-- Passage provided --
============
Free Scooter (Symbolically)
Don't worry, everyone. Scooter Libby may have have had his sentence commuted, but there's still a good chance for justice to be served. Because the President can still pardon him, any time he wants and for any reason!
"As to the future, I rule nothing in and nothing out," the president told reporters after visiting wounded soldiers at Walter Reed Army Medical Center. A full pardon would wipe clean Libby's criminal record. The commuted prison sentence leaves Libby's conviction in place, along with a $250,000 fine and two years probation.
If poor Bush's heart breaks to see Scooter suffer the indignities of two years probation -- he may be expected to hold down a job that whole time! -- or if Dick becomes paranoid enough that Scooter will rat on him to take out his Bush's signature rubber stamp and affix it to the presumably pre-printed pardon he keeps in one of his man-sized safes next to his spare android body, Scooter may yet escape with hisdignity$250k intact.
============
-- Task directions --
Reproduce, word for word, the part of the post about Scooter Libby's commuted sentence that opens with the words containing "Don't worry, everyone." and closes with "two years probation.".

-- Given data --
============
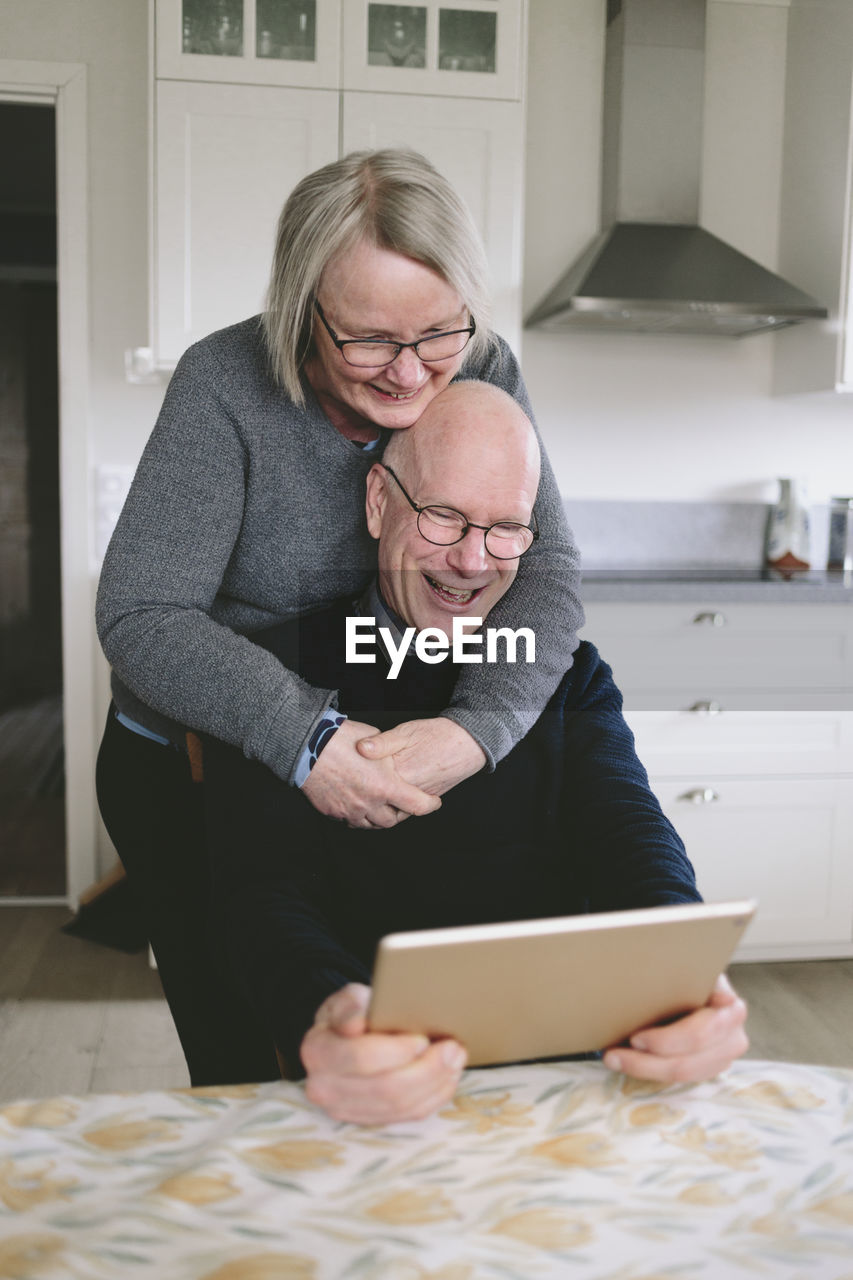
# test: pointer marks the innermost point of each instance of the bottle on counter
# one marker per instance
(840, 549)
(788, 533)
============
-- Your response --
Don't worry, everyone. Scooter Libby may have have had his sentence commuted, but there's still a good chance for justice to be served. Because the President can still pardon him, any time he wants and for any reason!
"As to the future, I rule nothing in and nothing out," the president told reporters after visiting wounded soldiers at Walter Reed Army Medical Center. A full pardon would wipe clean Libby's criminal record. The commuted prison sentence leaves Libby's conviction in place, along with a $250,000 fine and two years probation.